START INFORMATION PROVIDED

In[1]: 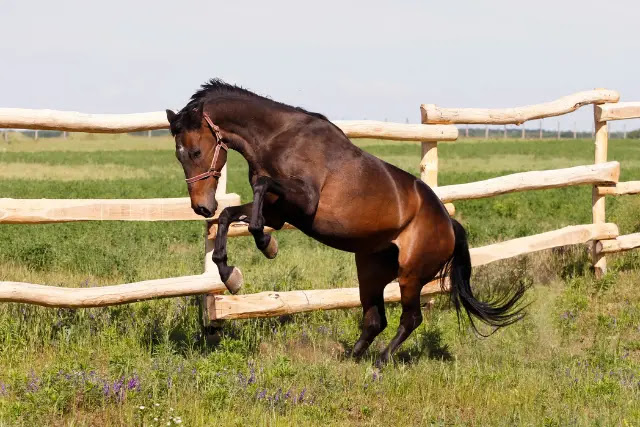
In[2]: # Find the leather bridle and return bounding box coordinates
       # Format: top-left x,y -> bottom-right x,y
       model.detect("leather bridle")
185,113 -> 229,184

END INFORMATION PROVIDED
START INFORMATION PROVIDED

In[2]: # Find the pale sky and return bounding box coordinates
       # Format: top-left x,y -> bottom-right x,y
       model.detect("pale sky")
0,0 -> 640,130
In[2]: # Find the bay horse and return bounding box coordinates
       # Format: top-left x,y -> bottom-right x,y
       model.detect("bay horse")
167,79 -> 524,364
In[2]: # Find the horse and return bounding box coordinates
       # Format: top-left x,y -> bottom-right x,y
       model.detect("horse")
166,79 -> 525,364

END INFORMATION PROVIDED

WRITTEN PROBLEM:
Format as a numbered list the lines from the line with "In[2]: # Find the bay" up to and including the line with "166,79 -> 525,364", leaving out any blank lines.

ANSWER:
1. In[2]: # Find the bay horse and return bounding box coordinates
2.        # Format: top-left x,y -> bottom-right x,y
3.        model.detect("bay horse")
4. 167,79 -> 524,364
5. In[2]: # Find the horse and return bounding box coordinates
6.        # Format: top-left x,y -> bottom-right x,y
7.        model.detect("horse")
8. 166,79 -> 525,364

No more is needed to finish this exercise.